[Records from a collection]
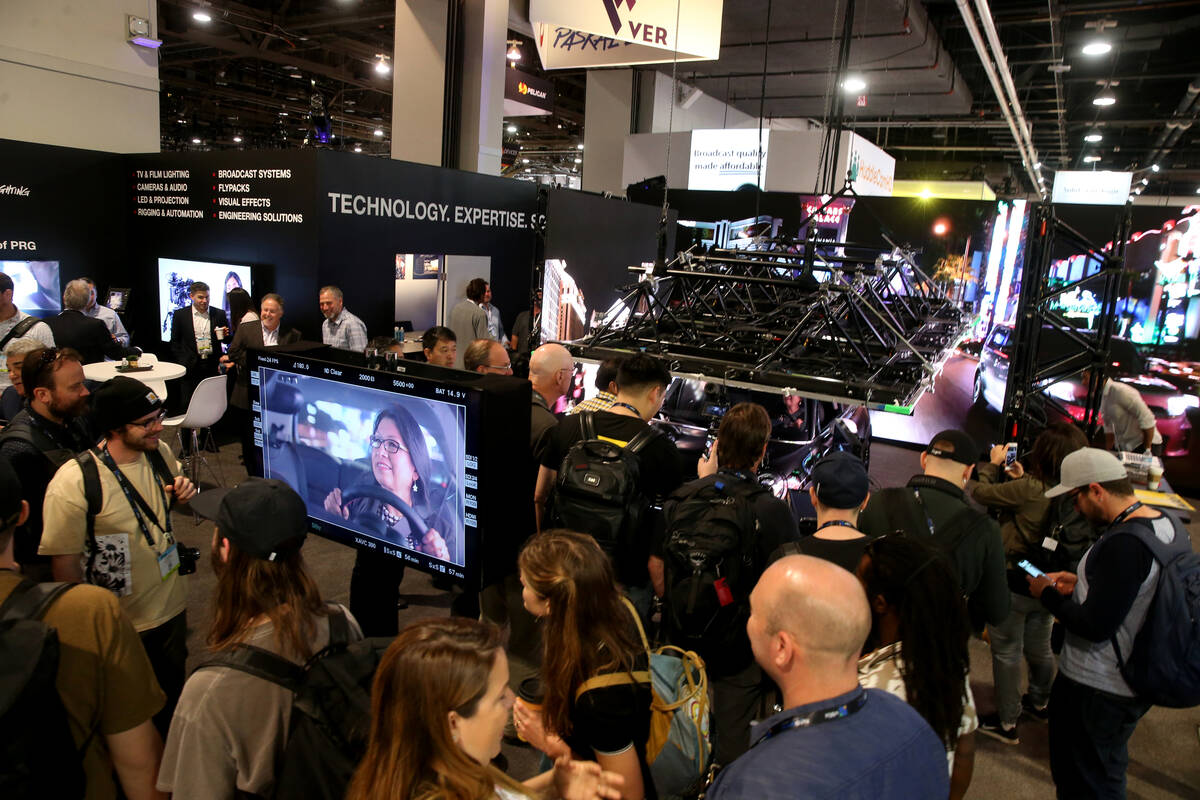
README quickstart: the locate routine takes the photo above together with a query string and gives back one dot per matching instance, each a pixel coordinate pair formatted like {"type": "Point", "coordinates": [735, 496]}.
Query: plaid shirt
{"type": "Point", "coordinates": [346, 332]}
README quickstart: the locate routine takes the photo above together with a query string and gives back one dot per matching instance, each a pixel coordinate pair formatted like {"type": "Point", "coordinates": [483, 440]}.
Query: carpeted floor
{"type": "Point", "coordinates": [1164, 751]}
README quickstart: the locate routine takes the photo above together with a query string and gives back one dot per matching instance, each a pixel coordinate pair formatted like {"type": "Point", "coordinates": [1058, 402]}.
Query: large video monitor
{"type": "Point", "coordinates": [390, 462]}
{"type": "Point", "coordinates": [175, 280]}
{"type": "Point", "coordinates": [36, 288]}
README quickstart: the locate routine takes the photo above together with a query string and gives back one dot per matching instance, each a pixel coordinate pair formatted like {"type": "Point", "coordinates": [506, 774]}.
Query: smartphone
{"type": "Point", "coordinates": [1029, 567]}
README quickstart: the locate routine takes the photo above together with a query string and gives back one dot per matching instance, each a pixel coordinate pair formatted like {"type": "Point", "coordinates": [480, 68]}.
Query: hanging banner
{"type": "Point", "coordinates": [526, 95]}
{"type": "Point", "coordinates": [623, 32]}
{"type": "Point", "coordinates": [1092, 187]}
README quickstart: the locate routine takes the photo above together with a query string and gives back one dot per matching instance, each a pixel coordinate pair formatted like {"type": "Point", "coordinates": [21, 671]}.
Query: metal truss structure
{"type": "Point", "coordinates": [1030, 372]}
{"type": "Point", "coordinates": [831, 320]}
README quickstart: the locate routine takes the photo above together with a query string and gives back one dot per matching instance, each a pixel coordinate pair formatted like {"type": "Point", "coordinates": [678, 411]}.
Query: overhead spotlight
{"type": "Point", "coordinates": [853, 83]}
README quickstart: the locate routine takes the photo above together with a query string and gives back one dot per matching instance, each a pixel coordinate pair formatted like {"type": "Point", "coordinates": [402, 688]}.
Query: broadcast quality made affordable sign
{"type": "Point", "coordinates": [1092, 187]}
{"type": "Point", "coordinates": [623, 32]}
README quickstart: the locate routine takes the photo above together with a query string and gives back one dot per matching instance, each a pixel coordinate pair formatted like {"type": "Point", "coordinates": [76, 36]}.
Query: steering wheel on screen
{"type": "Point", "coordinates": [417, 527]}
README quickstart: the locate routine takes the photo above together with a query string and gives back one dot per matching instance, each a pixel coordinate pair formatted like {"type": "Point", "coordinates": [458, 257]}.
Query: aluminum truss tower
{"type": "Point", "coordinates": [1049, 239]}
{"type": "Point", "coordinates": [831, 320]}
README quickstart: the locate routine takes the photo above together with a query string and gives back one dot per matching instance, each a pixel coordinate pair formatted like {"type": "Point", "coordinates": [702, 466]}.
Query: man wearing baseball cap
{"type": "Point", "coordinates": [1093, 710]}
{"type": "Point", "coordinates": [933, 505]}
{"type": "Point", "coordinates": [231, 726]}
{"type": "Point", "coordinates": [839, 493]}
{"type": "Point", "coordinates": [131, 548]}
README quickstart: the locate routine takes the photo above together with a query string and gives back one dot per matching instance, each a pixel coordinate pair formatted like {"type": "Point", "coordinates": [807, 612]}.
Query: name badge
{"type": "Point", "coordinates": [168, 563]}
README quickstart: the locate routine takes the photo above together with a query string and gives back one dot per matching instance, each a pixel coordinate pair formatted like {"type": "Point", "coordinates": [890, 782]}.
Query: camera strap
{"type": "Point", "coordinates": [809, 719]}
{"type": "Point", "coordinates": [138, 504]}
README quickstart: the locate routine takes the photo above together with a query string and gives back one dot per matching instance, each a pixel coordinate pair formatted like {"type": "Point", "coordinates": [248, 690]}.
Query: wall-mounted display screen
{"type": "Point", "coordinates": [175, 280]}
{"type": "Point", "coordinates": [384, 462]}
{"type": "Point", "coordinates": [36, 288]}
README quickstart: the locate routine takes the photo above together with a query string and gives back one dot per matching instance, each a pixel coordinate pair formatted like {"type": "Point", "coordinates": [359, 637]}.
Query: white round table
{"type": "Point", "coordinates": [155, 378]}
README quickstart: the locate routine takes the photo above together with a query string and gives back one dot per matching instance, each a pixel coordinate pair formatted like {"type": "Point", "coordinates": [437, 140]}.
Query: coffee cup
{"type": "Point", "coordinates": [1153, 477]}
{"type": "Point", "coordinates": [531, 693]}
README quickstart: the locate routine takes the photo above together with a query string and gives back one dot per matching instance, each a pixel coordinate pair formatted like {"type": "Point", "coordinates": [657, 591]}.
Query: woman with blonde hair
{"type": "Point", "coordinates": [589, 630]}
{"type": "Point", "coordinates": [438, 707]}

▶ [What is being asked]:
A verbatim copy of the data, free of pictures, is the expected answer.

▶ [Solution to the problem]:
README quickstart: the locate routine takes the photo above together with a query string and gives back one dot per matching instance, each a pixel coordinate pair formatted like {"type": "Point", "coordinates": [735, 496]}.
Query: plaid shirt
{"type": "Point", "coordinates": [346, 332]}
README quickstart: the locate routine takes the photo above together with a query string and gives back one dot per matching instance, each a pixel coordinate pair formatted like {"type": "Point", "coordinates": [483, 440]}.
Query: carpeted floor
{"type": "Point", "coordinates": [1164, 751]}
README quickstart: the locate routine takes the photo above together with a query string and gives back one dot per matching instance, each a pixel coordinate pair formatted like {"type": "Point", "coordinates": [1058, 402]}.
Query: large video monitor
{"type": "Point", "coordinates": [390, 462]}
{"type": "Point", "coordinates": [175, 280]}
{"type": "Point", "coordinates": [36, 288]}
README quickstart: the locate routine takes the photo above together with a query string and gives back one dot per matching instance, each a pixel coordinate pair formatted like {"type": "Point", "coordinates": [506, 774]}.
Query: smartphone
{"type": "Point", "coordinates": [1029, 567]}
README quickstart: the locate routine takes the photo above together with a query string and gives back one dot per matching instance, each a pixel coordinate pair formatted like {"type": "Point", "coordinates": [480, 68]}.
Query: hanging banner
{"type": "Point", "coordinates": [526, 95]}
{"type": "Point", "coordinates": [623, 32]}
{"type": "Point", "coordinates": [1092, 187]}
README quickstart: the locate routine takes the photo above together with a query string and gives back one dot per matching instance, each a pixel coordinate pair formatted like {"type": "Point", "coordinates": [21, 671]}.
Query: metal truss structure
{"type": "Point", "coordinates": [1030, 372]}
{"type": "Point", "coordinates": [831, 320]}
README quickstart: the locate routine takes the photo above together with a query string and gives back one dot per matching instance, each a pixel coordinate pair formatted like {"type": "Point", "coordinates": [678, 411]}.
Query: overhead spotlight
{"type": "Point", "coordinates": [853, 83]}
README quickstart: the locate routine takes the photo above together with a query string and gives back one dot per matching instance, each a pixel coordinate pair formatted like {"type": "Point", "coordinates": [402, 688]}.
Query: broadcast quality made affordable sign
{"type": "Point", "coordinates": [1092, 187]}
{"type": "Point", "coordinates": [623, 32]}
README quickstart: the locate routine takes the photo above together with a query string and gives back one dot per matching instance, each a pixel coordinate pair formatted like {"type": "Point", "coordinates": [76, 36]}.
Query: steering wheel on screen
{"type": "Point", "coordinates": [417, 527]}
README quickstart: the locate routine takes the photo above together with a query string and gives back one dot per matching instance, each a pixel coordinate pair formatted like {"type": "Point", "coordinates": [458, 257]}.
Query: aluminum truss tower
{"type": "Point", "coordinates": [1049, 239]}
{"type": "Point", "coordinates": [831, 320]}
README quickstart: the locate routine takes the photo above together with a query string and gives back one dot per matching instance, each a pixel coordinate pair formatted like {"type": "Point", "coordinates": [702, 466]}.
Query: man wearing baseball cap
{"type": "Point", "coordinates": [1093, 710]}
{"type": "Point", "coordinates": [933, 505]}
{"type": "Point", "coordinates": [231, 726]}
{"type": "Point", "coordinates": [839, 493]}
{"type": "Point", "coordinates": [131, 548]}
README quickstart: the locate routine takes the photo above together with a query string and gives back one dot per matching instance, each a pixel coordinate pair formatted like {"type": "Point", "coordinates": [807, 612]}.
Query: name badge
{"type": "Point", "coordinates": [168, 563]}
README quickstart: the locate routine takes the photo above together with a query string and gives back one dot per matching instance, each a pixel coordinate pair formatted like {"type": "Point", "coordinates": [890, 782]}.
Query: camera strap
{"type": "Point", "coordinates": [809, 719]}
{"type": "Point", "coordinates": [138, 504]}
README quickstart: the locate routine takes the photo above together with a query string and gives back one dot per matching instance, each a pixel coordinate pair formatted like {"type": "Point", "coordinates": [248, 690]}.
Query: wall-mounted display screen
{"type": "Point", "coordinates": [175, 280]}
{"type": "Point", "coordinates": [384, 462]}
{"type": "Point", "coordinates": [36, 288]}
README quickstart: the locate routine takes the photo above together with a query string and gives back one dot per matching instance, each a pixel coordinate pair formatted like {"type": "Point", "coordinates": [359, 637]}.
Query: white round table
{"type": "Point", "coordinates": [155, 378]}
README quickstart: the locate routine takes the photo above together with a query string and gives back one dot per matching instance, each a pixel coordinate pair formatted like {"type": "Point", "coordinates": [437, 140]}.
Query: coffee cup
{"type": "Point", "coordinates": [1153, 477]}
{"type": "Point", "coordinates": [531, 693]}
README quickstart: the locate routine takes the photo above together with a query string and gives back one dot per matching instance, each a pixel coordinate pair formatted like {"type": "Point", "coordinates": [657, 591]}.
Query: woman with blonde hair
{"type": "Point", "coordinates": [589, 630]}
{"type": "Point", "coordinates": [438, 707]}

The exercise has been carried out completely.